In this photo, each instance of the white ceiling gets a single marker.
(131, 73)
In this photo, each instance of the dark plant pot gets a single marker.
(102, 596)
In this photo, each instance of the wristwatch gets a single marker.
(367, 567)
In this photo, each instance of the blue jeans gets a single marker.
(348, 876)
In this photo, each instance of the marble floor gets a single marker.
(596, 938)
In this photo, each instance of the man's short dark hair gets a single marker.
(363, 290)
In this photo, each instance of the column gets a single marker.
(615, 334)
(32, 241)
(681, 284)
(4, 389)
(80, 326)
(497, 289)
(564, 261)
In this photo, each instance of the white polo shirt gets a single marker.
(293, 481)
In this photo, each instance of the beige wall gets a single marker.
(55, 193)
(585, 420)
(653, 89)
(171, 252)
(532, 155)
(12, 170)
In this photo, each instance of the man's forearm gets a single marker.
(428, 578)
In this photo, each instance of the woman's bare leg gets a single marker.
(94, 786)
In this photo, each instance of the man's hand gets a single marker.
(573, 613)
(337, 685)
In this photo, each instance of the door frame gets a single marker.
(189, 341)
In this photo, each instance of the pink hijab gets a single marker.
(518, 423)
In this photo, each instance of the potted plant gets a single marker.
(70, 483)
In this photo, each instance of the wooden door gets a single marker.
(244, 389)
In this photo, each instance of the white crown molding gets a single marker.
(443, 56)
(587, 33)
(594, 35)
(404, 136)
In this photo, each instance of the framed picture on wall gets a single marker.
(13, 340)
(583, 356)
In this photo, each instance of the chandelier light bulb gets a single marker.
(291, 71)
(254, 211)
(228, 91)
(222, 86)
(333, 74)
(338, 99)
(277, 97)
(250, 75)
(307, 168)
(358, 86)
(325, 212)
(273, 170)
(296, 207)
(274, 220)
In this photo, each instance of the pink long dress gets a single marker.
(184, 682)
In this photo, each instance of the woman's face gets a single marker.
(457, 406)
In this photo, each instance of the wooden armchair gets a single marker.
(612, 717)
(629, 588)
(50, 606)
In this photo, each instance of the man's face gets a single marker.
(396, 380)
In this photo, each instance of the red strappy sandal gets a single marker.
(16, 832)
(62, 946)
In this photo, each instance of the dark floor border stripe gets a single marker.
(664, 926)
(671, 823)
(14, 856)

= = =

• What is being asked
Set down each line from the line containing "In this photo, each instance of the white crown" through the final line of the data, exactly and with nothing added.

• Finished exercise
In this photo, each instance of the white crown molding gets a single marker.
(443, 56)
(587, 33)
(594, 35)
(404, 136)
In this photo, each instance of the framed picture on wall gets a single marker.
(13, 340)
(583, 356)
In this photo, each instance of the chandelier light bulb gets a single marker.
(291, 71)
(254, 211)
(228, 91)
(222, 86)
(333, 74)
(338, 99)
(277, 97)
(250, 75)
(307, 168)
(358, 86)
(325, 212)
(273, 170)
(296, 207)
(274, 220)
In this photo, each instance of the pink long dress gets a single marker.
(184, 682)
In this photo, each instance of the woman's face gets a single marker.
(457, 406)
In this photo, each instance of the wooden armchair gets a single marker.
(612, 717)
(629, 588)
(50, 606)
In this photo, each instance of the man's face gets a single marker.
(396, 380)
In this photo, each instance of the red strappy sandal gets a single marker.
(16, 832)
(62, 946)
In this photo, each instance of the dark floor border stripe gets a single marker.
(664, 926)
(671, 823)
(14, 856)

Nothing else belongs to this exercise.